### [WHAT YOU HAVE TO DO]
Skip every line before the one containing "the man with", then copy that line and the rest of the entries below exactly, through the last line.

##### DATASET ROWS #####

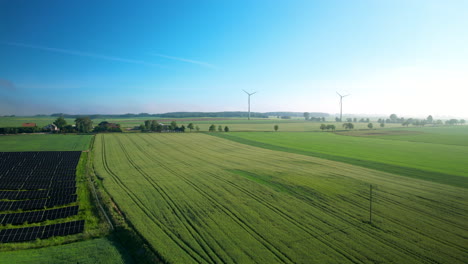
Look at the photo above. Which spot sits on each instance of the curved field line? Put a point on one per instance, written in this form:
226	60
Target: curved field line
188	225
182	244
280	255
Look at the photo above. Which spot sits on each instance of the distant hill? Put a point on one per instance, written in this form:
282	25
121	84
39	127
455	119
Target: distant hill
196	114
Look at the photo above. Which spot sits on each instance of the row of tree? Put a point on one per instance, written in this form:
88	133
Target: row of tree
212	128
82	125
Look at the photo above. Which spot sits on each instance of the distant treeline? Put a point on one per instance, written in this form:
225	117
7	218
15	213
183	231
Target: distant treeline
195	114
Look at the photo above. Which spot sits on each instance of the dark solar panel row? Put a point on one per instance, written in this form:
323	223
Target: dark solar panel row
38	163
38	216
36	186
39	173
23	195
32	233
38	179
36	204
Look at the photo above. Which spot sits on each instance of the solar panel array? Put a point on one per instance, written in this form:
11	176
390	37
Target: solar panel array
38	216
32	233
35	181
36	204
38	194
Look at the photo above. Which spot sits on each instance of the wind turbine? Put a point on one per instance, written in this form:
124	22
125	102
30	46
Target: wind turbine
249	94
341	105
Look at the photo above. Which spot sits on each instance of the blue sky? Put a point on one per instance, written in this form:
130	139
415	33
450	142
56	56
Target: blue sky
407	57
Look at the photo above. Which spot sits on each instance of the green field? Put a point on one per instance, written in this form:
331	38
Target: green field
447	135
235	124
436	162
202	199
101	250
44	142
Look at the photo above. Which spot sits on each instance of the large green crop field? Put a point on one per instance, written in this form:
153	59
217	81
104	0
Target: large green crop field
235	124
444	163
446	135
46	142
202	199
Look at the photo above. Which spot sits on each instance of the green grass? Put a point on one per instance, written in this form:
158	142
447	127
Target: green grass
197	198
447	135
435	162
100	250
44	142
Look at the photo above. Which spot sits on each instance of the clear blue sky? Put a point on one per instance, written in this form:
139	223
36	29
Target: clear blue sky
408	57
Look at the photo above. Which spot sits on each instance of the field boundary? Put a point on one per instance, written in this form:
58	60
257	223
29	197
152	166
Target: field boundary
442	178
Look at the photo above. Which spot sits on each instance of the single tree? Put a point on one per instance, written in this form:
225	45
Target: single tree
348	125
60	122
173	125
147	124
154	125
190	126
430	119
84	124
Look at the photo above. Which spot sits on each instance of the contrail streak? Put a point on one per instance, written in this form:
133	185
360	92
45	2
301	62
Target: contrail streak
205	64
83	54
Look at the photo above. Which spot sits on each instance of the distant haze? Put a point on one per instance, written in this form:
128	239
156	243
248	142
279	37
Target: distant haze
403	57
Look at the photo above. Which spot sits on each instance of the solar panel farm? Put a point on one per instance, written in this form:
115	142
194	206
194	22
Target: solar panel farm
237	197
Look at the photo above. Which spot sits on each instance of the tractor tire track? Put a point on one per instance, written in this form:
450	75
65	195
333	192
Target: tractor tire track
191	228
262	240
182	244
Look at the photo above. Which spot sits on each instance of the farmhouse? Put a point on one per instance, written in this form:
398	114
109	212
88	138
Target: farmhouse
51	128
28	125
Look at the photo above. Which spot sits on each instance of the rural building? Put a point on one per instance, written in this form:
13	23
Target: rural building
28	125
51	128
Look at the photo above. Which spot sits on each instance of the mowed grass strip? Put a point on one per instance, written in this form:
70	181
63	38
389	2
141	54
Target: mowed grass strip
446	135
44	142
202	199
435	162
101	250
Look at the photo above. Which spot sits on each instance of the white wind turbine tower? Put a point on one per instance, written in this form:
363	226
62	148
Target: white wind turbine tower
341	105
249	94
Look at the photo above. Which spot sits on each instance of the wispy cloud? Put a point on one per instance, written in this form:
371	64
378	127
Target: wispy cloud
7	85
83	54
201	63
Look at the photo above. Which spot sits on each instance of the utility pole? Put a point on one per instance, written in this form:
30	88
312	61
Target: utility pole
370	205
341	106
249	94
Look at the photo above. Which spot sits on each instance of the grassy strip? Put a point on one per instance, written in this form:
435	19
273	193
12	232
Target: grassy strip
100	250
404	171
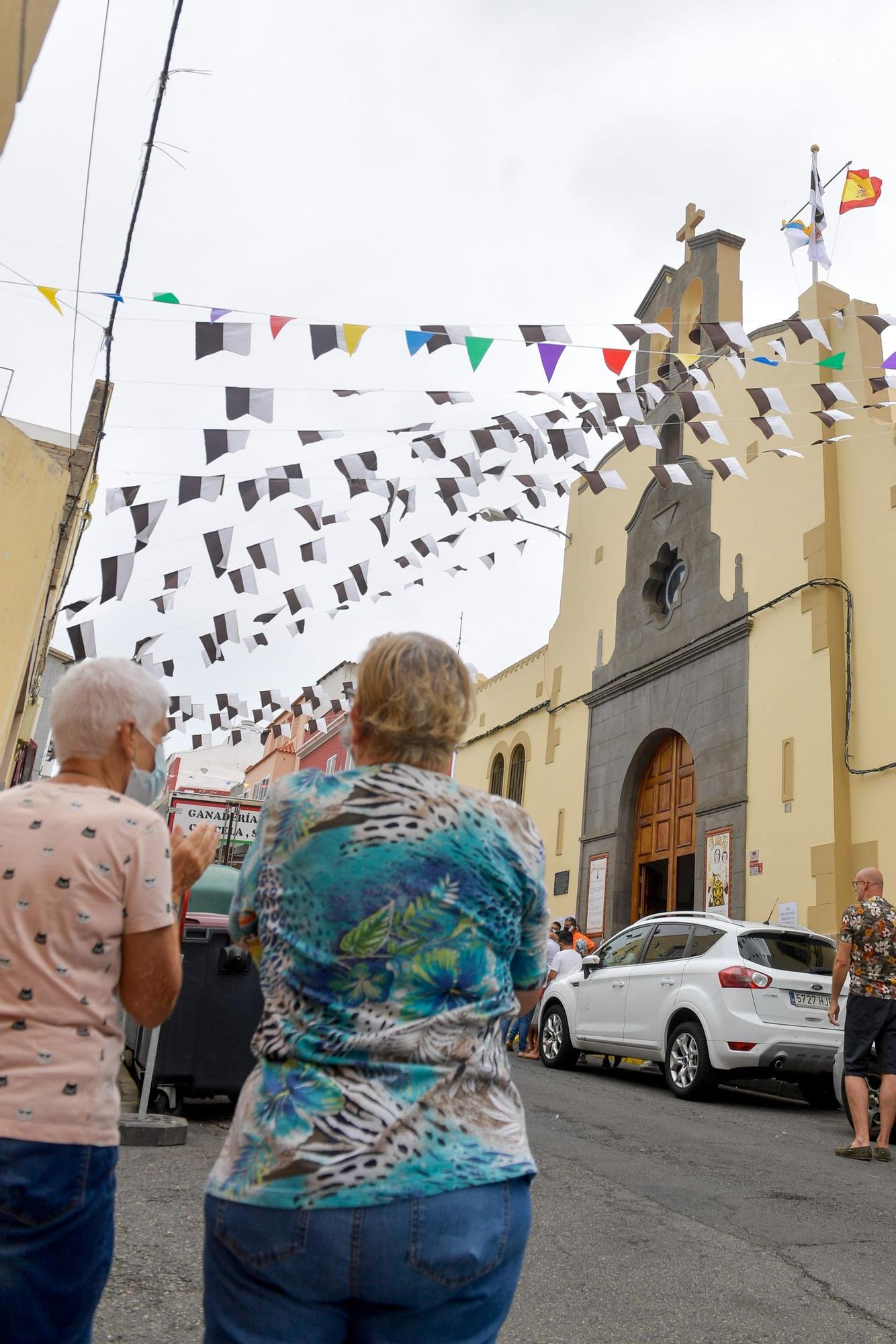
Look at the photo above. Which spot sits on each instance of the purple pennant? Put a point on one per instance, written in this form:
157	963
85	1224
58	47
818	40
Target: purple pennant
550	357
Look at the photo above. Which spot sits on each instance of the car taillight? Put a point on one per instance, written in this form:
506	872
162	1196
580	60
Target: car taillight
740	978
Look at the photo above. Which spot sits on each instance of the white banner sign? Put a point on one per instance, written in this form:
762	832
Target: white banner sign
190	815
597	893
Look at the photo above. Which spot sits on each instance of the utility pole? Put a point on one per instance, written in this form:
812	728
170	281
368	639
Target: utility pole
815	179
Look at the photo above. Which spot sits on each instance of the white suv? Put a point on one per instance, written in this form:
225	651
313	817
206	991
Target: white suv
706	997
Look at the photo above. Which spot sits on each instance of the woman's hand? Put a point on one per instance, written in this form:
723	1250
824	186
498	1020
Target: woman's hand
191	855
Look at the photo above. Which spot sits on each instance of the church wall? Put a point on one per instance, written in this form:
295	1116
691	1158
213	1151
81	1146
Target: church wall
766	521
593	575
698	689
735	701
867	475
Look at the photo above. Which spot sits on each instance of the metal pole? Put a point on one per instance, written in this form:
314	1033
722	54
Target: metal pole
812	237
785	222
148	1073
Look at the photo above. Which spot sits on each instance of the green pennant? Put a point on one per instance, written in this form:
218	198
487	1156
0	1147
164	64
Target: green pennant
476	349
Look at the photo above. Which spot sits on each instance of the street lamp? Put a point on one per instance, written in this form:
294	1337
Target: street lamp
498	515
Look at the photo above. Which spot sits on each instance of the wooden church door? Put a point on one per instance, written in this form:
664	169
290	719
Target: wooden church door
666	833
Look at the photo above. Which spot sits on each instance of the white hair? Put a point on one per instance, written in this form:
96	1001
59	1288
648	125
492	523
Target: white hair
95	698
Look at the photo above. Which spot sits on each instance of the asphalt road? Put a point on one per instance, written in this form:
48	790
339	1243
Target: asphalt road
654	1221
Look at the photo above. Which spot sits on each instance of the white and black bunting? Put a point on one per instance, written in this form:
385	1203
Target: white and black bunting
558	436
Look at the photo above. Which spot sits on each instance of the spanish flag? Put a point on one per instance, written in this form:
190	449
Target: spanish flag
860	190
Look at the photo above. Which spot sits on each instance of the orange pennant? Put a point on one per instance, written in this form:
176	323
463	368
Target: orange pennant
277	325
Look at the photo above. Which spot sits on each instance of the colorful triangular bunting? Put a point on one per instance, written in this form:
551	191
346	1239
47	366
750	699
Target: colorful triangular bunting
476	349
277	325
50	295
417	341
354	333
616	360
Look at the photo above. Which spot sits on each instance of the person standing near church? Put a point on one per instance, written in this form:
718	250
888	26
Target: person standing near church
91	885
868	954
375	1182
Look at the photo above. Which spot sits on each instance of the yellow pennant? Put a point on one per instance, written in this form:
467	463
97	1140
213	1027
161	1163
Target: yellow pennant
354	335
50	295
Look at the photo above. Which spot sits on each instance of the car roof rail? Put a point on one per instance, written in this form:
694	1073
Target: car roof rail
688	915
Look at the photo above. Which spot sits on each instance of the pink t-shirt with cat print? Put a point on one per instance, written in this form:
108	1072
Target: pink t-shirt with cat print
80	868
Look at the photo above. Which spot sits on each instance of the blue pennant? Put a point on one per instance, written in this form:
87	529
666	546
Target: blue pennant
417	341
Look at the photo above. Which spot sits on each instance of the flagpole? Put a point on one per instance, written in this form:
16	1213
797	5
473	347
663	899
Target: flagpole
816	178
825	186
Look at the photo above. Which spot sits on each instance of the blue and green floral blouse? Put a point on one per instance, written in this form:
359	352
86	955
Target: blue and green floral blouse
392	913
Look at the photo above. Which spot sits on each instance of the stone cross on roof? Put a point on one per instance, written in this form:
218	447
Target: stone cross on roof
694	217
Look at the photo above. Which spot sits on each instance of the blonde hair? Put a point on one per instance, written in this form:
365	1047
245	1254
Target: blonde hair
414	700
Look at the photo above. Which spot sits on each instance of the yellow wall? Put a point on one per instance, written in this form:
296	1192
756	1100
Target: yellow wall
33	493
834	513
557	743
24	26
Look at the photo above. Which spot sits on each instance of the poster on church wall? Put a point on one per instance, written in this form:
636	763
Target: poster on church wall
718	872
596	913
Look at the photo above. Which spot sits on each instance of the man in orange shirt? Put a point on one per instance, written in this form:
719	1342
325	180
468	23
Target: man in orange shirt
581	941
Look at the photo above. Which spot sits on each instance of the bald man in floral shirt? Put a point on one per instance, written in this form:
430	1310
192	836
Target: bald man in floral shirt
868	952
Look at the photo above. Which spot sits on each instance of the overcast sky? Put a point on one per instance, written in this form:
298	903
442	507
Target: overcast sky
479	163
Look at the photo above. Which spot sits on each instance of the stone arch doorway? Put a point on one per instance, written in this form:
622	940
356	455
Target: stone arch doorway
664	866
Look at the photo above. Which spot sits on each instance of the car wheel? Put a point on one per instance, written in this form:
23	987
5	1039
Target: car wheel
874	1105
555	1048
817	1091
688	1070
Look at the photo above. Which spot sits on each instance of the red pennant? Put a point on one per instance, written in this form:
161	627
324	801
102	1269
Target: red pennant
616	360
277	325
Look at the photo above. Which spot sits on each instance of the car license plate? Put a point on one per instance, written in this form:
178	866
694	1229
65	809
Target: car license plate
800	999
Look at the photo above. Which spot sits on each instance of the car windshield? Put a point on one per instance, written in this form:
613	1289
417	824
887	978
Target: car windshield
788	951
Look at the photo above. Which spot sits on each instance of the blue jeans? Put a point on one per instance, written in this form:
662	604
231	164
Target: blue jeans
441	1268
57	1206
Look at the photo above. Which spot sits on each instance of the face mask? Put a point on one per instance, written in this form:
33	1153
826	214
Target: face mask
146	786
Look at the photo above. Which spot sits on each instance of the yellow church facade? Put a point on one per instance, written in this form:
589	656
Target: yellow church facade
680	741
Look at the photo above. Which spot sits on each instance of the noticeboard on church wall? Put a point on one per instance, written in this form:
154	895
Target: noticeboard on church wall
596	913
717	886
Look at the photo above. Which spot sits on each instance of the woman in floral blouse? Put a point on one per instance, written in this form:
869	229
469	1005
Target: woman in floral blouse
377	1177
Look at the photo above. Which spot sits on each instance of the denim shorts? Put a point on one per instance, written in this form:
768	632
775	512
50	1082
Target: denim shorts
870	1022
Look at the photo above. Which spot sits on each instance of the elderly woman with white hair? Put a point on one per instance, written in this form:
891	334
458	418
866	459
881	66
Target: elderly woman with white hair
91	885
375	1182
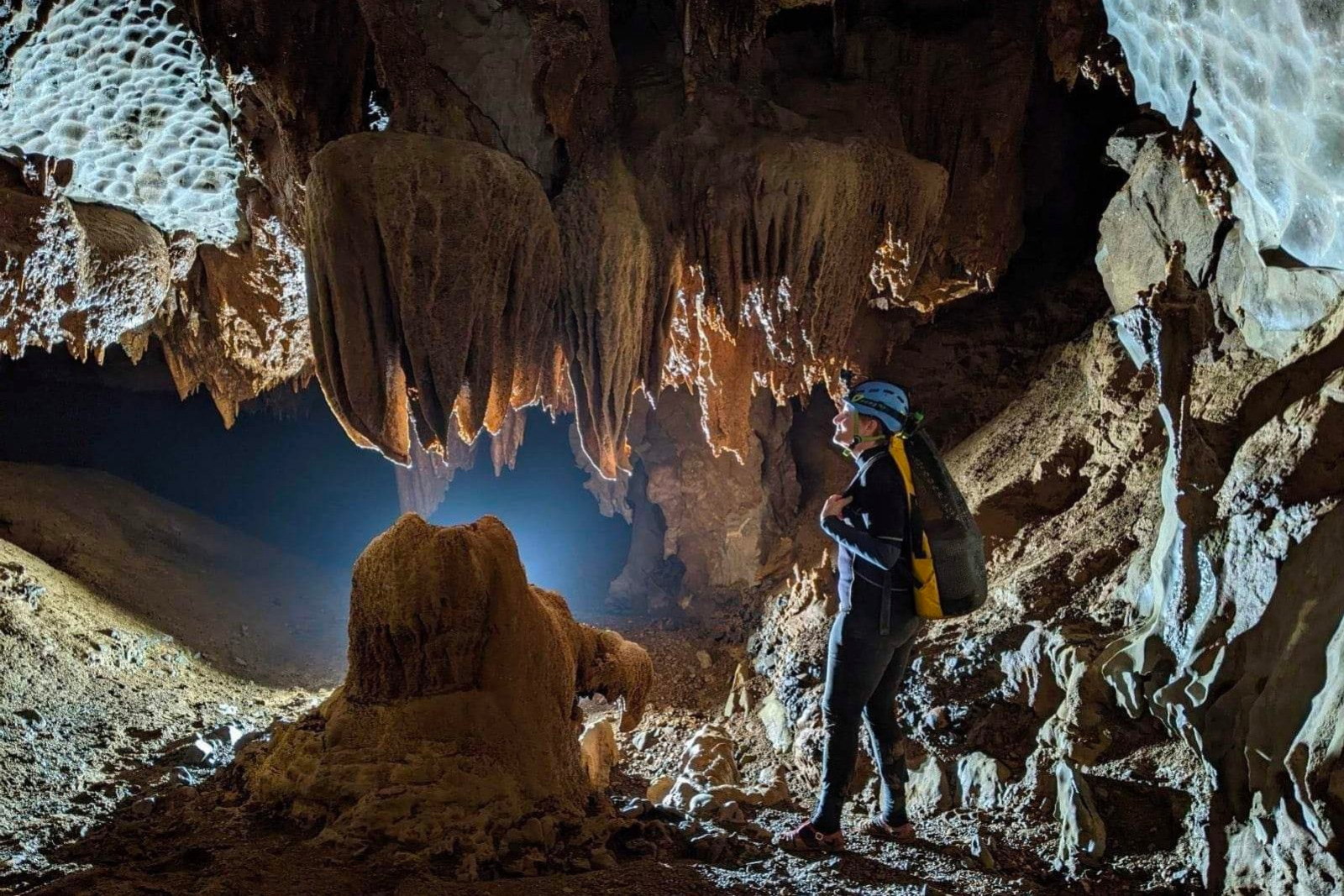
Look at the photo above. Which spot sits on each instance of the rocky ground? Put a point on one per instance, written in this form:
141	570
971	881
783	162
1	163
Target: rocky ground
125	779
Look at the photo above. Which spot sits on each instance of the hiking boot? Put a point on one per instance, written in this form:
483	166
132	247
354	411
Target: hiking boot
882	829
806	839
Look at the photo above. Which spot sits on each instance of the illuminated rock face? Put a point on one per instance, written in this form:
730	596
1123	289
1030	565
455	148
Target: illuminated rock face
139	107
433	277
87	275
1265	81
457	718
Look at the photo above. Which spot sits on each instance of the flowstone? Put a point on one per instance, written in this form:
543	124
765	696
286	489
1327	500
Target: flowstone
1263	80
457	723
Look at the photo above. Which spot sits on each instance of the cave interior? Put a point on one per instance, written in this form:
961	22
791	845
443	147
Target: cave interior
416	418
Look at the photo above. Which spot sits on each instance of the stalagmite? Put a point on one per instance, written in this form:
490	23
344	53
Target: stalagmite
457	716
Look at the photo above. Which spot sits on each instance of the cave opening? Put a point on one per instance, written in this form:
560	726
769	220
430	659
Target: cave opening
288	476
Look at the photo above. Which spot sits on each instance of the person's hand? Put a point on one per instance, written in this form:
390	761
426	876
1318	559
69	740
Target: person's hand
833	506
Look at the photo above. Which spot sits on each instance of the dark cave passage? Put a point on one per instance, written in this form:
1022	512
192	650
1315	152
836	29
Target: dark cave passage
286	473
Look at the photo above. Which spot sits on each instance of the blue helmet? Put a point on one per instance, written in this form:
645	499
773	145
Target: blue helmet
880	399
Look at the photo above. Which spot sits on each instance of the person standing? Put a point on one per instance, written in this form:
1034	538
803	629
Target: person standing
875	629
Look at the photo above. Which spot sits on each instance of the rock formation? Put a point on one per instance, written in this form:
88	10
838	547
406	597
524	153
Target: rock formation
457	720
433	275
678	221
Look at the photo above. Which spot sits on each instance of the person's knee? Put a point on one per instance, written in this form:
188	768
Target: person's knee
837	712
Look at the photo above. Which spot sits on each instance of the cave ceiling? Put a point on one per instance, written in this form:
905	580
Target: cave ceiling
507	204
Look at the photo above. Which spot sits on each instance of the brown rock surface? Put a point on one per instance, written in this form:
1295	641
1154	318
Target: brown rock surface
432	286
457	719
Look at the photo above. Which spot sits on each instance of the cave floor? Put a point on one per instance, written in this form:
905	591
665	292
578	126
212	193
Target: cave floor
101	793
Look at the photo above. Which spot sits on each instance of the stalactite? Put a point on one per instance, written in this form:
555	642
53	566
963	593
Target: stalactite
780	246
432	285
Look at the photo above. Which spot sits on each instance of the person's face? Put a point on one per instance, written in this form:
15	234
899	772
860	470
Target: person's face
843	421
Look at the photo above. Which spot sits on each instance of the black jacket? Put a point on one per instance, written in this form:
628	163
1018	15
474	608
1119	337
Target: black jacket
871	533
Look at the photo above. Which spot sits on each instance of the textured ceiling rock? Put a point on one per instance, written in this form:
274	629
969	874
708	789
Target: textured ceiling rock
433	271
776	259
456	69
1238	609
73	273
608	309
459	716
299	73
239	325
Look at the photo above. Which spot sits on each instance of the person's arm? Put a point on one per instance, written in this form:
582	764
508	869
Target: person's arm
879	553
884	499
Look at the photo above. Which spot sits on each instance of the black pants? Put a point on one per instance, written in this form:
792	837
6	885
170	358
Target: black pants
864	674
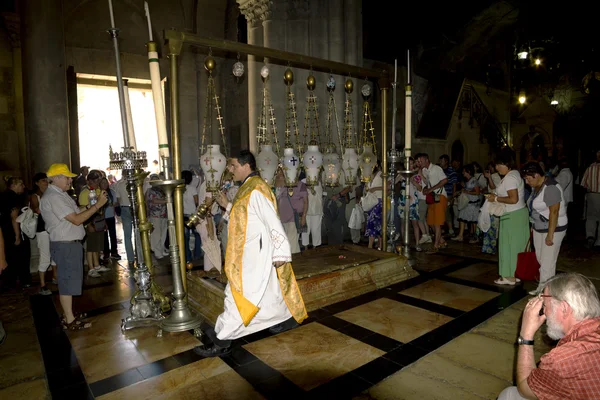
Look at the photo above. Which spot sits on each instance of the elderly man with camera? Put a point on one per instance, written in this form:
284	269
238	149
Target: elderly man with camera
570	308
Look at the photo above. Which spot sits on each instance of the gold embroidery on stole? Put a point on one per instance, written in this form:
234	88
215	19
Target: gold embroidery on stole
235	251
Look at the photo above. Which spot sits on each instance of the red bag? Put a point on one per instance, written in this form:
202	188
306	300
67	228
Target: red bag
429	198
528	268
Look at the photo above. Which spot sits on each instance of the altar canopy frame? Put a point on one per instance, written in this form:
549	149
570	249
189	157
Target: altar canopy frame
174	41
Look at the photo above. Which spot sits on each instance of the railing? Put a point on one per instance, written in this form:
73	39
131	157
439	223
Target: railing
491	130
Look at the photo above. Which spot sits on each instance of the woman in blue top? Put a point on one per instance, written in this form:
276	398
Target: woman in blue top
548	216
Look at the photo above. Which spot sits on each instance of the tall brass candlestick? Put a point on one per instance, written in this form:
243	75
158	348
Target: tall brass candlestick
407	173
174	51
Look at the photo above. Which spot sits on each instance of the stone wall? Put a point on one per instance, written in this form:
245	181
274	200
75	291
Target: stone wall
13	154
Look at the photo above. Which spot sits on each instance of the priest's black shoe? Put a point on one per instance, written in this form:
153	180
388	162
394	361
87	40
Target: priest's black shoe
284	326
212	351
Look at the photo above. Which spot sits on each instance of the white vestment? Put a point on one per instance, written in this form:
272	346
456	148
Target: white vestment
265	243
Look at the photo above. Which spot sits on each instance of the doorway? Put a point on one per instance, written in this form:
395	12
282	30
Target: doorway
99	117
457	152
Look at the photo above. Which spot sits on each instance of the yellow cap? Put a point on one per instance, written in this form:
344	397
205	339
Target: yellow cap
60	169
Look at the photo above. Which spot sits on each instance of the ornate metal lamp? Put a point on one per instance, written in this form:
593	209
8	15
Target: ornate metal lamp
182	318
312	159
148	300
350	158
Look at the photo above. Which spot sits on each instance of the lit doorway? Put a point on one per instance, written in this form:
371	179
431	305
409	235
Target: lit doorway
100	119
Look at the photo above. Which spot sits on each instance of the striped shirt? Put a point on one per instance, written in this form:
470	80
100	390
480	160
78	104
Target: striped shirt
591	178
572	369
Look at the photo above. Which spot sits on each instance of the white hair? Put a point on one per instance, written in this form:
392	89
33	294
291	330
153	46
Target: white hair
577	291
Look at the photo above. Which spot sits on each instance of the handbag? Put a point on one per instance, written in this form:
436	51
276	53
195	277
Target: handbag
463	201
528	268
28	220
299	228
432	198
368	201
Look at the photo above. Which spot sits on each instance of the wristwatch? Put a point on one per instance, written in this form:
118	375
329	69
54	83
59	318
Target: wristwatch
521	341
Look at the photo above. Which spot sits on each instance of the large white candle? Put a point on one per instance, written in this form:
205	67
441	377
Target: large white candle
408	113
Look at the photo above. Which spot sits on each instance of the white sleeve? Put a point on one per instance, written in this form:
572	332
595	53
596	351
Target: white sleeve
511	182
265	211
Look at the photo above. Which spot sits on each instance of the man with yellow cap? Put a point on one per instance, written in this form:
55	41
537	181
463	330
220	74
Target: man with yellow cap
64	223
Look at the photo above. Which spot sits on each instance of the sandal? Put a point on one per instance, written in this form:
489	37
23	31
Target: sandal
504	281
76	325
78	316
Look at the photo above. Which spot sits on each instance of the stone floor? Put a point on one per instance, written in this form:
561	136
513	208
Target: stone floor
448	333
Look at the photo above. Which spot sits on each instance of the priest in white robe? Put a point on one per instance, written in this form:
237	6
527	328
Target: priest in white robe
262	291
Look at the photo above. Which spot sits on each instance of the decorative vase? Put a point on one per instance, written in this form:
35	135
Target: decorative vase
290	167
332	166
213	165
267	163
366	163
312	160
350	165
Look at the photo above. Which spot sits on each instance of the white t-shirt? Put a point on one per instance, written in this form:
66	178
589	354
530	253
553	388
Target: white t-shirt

#####

### [FULL ANSWER]
Look at the photo above. Which spot sits on each instance of the man with yellow cap? Put a point on one per instance, written in this form:
55	41
537	181
463	330
220	74
Target: man with yellow cap
64	223
Look at the photo above. Which spot sits on each instance of the sandal? Put a point on one per instance, written in this form:
489	37
23	31
Target: sandal
504	281
76	325
78	316
Look at the photo above. Which spot sits on each instance of the stone floor? Put a point on one per instance, written in this form:
561	136
513	208
Target: stone floor
448	333
Look at the photo above. Which spot sits on each instance of the priest in white robe? Put a point on one per instance, written in this form:
237	6
527	328
Target: priest in white robe
262	291
Look at the photo above. Which spot sits on each instance of the decorative vase? Put a point on one per instance, written in this form:
35	135
Target: decorative vase
290	167
332	166
213	165
267	163
366	163
312	160
350	165
Look at the photo above. Which spot sits on each instance of the white t-shirt? Put a point on one per instance, written in this form:
66	178
589	354
530	253
553	388
Target: white t-shirt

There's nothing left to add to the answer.